#### Work to do:
Count the lines below that contain the string "target", and reply with only that number.

#### Given records:
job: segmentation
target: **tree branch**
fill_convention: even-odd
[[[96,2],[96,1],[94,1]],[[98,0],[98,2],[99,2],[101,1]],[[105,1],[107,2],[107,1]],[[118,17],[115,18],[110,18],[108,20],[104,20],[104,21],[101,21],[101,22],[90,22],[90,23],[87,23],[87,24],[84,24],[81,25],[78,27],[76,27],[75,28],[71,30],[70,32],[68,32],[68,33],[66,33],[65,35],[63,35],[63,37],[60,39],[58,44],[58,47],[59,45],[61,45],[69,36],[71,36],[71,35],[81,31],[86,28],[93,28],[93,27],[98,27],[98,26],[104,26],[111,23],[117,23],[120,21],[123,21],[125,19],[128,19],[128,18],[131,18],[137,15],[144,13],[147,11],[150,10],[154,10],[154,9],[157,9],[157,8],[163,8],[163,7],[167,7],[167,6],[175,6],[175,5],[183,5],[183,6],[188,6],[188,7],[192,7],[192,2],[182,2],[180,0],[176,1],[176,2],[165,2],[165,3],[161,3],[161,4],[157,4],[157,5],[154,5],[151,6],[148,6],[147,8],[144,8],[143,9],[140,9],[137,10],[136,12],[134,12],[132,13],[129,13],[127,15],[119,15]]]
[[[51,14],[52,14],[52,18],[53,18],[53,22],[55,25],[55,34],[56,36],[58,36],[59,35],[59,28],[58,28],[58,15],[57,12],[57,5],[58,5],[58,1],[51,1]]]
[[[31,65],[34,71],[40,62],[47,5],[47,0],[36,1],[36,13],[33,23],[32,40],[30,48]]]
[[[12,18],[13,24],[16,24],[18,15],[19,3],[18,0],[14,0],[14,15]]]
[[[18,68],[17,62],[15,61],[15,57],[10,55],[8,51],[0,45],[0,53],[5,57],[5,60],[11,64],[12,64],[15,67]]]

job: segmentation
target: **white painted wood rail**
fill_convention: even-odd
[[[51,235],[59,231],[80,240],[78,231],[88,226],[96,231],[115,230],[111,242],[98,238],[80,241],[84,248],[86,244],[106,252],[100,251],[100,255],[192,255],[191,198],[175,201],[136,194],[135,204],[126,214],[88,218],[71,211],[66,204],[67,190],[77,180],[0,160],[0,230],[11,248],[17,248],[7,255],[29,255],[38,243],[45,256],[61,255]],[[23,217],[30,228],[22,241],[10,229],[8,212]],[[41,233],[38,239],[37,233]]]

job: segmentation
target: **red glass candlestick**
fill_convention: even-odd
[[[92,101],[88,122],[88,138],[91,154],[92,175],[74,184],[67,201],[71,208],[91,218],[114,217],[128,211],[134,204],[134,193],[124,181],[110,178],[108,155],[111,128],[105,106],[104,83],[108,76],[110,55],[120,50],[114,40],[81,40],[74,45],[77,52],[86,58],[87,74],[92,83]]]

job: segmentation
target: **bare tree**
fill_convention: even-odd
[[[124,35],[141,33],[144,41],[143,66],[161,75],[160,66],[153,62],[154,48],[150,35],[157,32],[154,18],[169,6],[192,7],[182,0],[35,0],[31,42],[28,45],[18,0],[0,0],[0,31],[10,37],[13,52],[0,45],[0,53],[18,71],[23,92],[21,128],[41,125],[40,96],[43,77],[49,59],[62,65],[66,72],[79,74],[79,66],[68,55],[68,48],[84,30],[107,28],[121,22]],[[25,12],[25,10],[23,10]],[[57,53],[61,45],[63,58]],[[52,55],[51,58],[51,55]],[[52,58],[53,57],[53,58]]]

#### Complete response:
4